__Supplied passage__:
Alex Burger is an American playwright and screenwriter, based in Los Angeles. He is known as head writer for Seasons 3 and 4 of Umlilo (Zulu for “The Fire”), the SAFTA Award-winning South African drama.

Early life and education
Burger grew up in Wenham, Massachusetts. When he was a child, he and his family were a part of a 60-person magic troupe, performing in over 1,200 performances of Le Grand David and his Own Spectacular Magic Company. Burger attended Deep Springs College in California and then Harvard College, where he graduated magna cum laude in Comparative Study of Religion. He earned an MBA at INSEAD in Singapore and France.

In his 20s, Burger worked with Mother Teresa in Calcutta, India, and then went on to do civil rights work in Alabama for seven years, where he wrote numerous publications. He was awarded the “Spirit of Dr. King Award” for his work on racial justice.

Writing career 
Burger began work as a poet, winning the Alabama State Poetry Society Award in 1997. He then wrote for the theatre; his first play, Ain’t Nothin’ Changed, was performed in San Francisco as part of the Playground Theatre Festival and then won the Harvardwood writing competition in 2010. His play Whose Blood: A Tale of Desire and Despair Set in a 19th Century Operating Theatre had a fully sold-out run at London’s Old Operating Theatre in 2012. The play was then written up in Wellcome Trust Magazine and was the subject of a chapter in the book Challenging History in the Museum. Other plays include Mashoga (My Wife) (Glasgow Any Objections Festival 2013), The Inkanyamba (Market Theatre Lab, 2015), and Fees Must Fall (Wits University, 2016).

Burger's work in television includes head-writing Seasons 3 and 4 of the SAFTA Award-winning television show Umlilo (e.tv 2015-2016). The show was the most-watched drama in South Africa at the time and has won awards for Best Drama and Best Writing. Other credits include writing for Doubt (Mzanzi Magic, 2016), Hard Copy Season 4 (SABC 3, 2016), 90 Plein Street Season 5 (SABC 2, 2016), and Isithembiso (2017). He has also successfully created projects for Stained Glass Productions, Quizzical Pictures, and The Bomb Production Company.

__Exercise requirements__:
A) According to the Alex Burger biography, where did his play Whose Blood have its sold-out run in 2012?
B) Return the portion of the Alex Burger biography between "Alex Burger is" and "South African drama.", inclusive, copied verbatim.

__Information supplied__:
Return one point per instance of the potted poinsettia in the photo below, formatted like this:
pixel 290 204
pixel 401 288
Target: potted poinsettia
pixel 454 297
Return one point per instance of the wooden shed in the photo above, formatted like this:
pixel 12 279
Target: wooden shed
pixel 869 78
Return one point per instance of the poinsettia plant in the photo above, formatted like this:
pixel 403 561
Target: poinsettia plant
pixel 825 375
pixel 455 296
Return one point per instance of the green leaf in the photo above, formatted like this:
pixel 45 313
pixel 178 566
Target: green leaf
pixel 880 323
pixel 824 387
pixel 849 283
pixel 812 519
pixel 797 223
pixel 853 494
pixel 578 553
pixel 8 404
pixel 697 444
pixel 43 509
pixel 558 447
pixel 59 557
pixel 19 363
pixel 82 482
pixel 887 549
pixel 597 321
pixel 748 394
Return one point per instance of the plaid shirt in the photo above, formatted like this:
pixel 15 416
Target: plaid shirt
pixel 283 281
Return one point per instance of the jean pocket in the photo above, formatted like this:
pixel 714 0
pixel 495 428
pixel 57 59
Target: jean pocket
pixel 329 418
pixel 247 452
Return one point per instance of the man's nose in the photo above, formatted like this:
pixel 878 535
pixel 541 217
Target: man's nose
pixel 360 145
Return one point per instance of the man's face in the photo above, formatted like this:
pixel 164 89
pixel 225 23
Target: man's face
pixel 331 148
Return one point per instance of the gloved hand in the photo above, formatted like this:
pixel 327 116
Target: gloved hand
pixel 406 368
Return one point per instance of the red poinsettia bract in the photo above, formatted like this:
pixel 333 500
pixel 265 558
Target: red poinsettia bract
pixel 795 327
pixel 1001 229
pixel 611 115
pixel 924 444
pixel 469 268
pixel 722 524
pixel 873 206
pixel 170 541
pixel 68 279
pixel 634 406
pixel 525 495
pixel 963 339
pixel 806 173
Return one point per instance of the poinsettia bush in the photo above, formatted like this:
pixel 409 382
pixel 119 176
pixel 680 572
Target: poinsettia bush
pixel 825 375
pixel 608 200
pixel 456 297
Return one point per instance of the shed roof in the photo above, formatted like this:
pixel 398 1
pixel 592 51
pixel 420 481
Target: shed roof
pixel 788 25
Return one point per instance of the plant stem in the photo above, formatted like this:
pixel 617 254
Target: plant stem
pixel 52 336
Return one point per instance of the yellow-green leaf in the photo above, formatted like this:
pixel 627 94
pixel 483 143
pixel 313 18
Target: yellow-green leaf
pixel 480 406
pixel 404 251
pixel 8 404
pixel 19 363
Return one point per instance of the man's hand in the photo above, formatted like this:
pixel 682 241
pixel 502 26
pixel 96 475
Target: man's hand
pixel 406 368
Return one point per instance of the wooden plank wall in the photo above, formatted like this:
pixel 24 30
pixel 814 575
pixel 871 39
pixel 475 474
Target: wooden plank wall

__Responses for each task__:
A) London's Old Operating Theatre

B)
Alex Burger is an American playwright and screenwriter, based in Los Angeles. He is known as head writer for Seasons 3 and 4 of Umlilo (Zulu for “The Fire”), the SAFTA Award-winning South African drama.